SET EXERCISE: Convert every line of the items below into a JSON list of strings, one string per line, skipping blank lines. Leave the pictures out of the list.

DATA PROVIDED:
## start

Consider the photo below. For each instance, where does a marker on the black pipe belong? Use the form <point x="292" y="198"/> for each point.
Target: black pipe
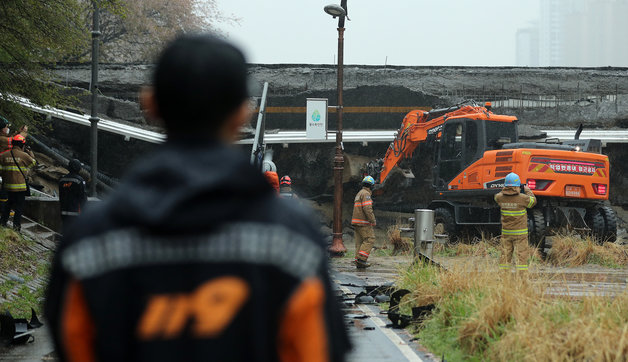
<point x="102" y="179"/>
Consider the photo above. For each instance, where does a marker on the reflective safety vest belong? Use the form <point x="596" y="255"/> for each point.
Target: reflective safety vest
<point x="363" y="208"/>
<point x="514" y="205"/>
<point x="12" y="178"/>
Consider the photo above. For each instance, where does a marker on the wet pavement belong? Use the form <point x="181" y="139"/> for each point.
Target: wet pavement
<point x="384" y="343"/>
<point x="370" y="331"/>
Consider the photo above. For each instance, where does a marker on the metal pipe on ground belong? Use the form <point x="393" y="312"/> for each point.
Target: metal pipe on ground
<point x="424" y="232"/>
<point x="103" y="180"/>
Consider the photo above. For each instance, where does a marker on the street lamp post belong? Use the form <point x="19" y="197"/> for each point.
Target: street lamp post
<point x="93" y="119"/>
<point x="337" y="247"/>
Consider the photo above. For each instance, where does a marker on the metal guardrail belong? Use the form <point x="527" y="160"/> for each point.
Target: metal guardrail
<point x="105" y="125"/>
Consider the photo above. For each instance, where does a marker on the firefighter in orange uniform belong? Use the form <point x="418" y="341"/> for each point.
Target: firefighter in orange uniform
<point x="14" y="165"/>
<point x="363" y="221"/>
<point x="513" y="206"/>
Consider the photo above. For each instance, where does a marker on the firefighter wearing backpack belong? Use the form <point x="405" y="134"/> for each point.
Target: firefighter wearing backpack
<point x="363" y="221"/>
<point x="514" y="205"/>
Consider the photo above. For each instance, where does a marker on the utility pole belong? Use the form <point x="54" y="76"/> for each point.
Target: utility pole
<point x="93" y="119"/>
<point x="337" y="247"/>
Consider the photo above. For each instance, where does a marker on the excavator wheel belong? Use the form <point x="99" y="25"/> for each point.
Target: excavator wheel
<point x="445" y="224"/>
<point x="537" y="229"/>
<point x="610" y="223"/>
<point x="595" y="221"/>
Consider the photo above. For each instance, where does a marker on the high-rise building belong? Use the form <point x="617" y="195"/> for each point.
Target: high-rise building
<point x="578" y="33"/>
<point x="528" y="46"/>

## end

WRITTEN ANSWER:
[
  "Consider the photo below. For each instance, where does a marker on the black pipe belong? Use the form <point x=\"292\" y=\"198\"/> for each point.",
  "Target: black pipe",
  "<point x=\"102\" y=\"179\"/>",
  "Consider the photo above. For each instance, where does a marker on the reflective safety vest belong? Use the form <point x=\"596\" y=\"255\"/> for each point.",
  "Target: reflective safety vest",
  "<point x=\"363\" y=\"208\"/>",
  "<point x=\"514\" y=\"205\"/>",
  "<point x=\"12\" y=\"178\"/>",
  "Consider the photo above. For each instance, where does a marker on the wet pavement belong? Use the form <point x=\"181\" y=\"139\"/> for each point.",
  "Target: wet pavement",
  "<point x=\"384\" y=\"343\"/>",
  "<point x=\"370\" y=\"331\"/>",
  "Consider the photo above. For each instance, where does a marker on the metal pipe on ground belong? Use the form <point x=\"393\" y=\"312\"/> for each point.",
  "Target: metal pipe on ground",
  "<point x=\"424\" y=\"232\"/>",
  "<point x=\"103\" y=\"180\"/>",
  "Consider the photo above. For each instance, where does a marker on the street lamp post belong? Use the form <point x=\"19\" y=\"197\"/> for each point.",
  "Target: street lamp post",
  "<point x=\"93\" y=\"119\"/>",
  "<point x=\"337\" y=\"247\"/>",
  "Consider the photo above. For each instance, where does a marker on the metal guardrail belong? Use the form <point x=\"527\" y=\"160\"/> for each point.",
  "Target: metal guardrail",
  "<point x=\"105\" y=\"125\"/>",
  "Consider the photo above. For each instance, where does a marker on the firefighter in orange uniform belong? Use the form <point x=\"418\" y=\"341\"/> for each point.",
  "Target: firefighter in orange uniform",
  "<point x=\"14\" y=\"165\"/>",
  "<point x=\"363\" y=\"221\"/>",
  "<point x=\"513\" y=\"206\"/>",
  "Consider the photo above. For each instance, where does a marker on the firefighter wearing backpack belong? Use the form <point x=\"405\" y=\"134\"/> for each point.",
  "Target: firefighter wearing backpack",
  "<point x=\"363\" y=\"221\"/>",
  "<point x=\"514\" y=\"205\"/>",
  "Consider the photo above. For each instance, where does a marker on the utility pole belong? Use the form <point x=\"54\" y=\"76\"/> for each point.",
  "Target: utility pole",
  "<point x=\"93\" y=\"119\"/>",
  "<point x=\"337\" y=\"247\"/>",
  "Consider the photo above. For each instance, where does a marker on the excavator wheel belong? Use the form <point x=\"99\" y=\"25\"/> for each point.",
  "Target: excavator wheel",
  "<point x=\"445\" y=\"224\"/>",
  "<point x=\"537\" y=\"229\"/>",
  "<point x=\"610\" y=\"223\"/>",
  "<point x=\"595\" y=\"221\"/>",
  "Consider the photo above. For each instance, where does a marker on the high-rise building belong? Use the form <point x=\"617\" y=\"195\"/> for each point.",
  "Target: high-rise building",
  "<point x=\"578\" y=\"33\"/>",
  "<point x=\"528\" y=\"46\"/>"
]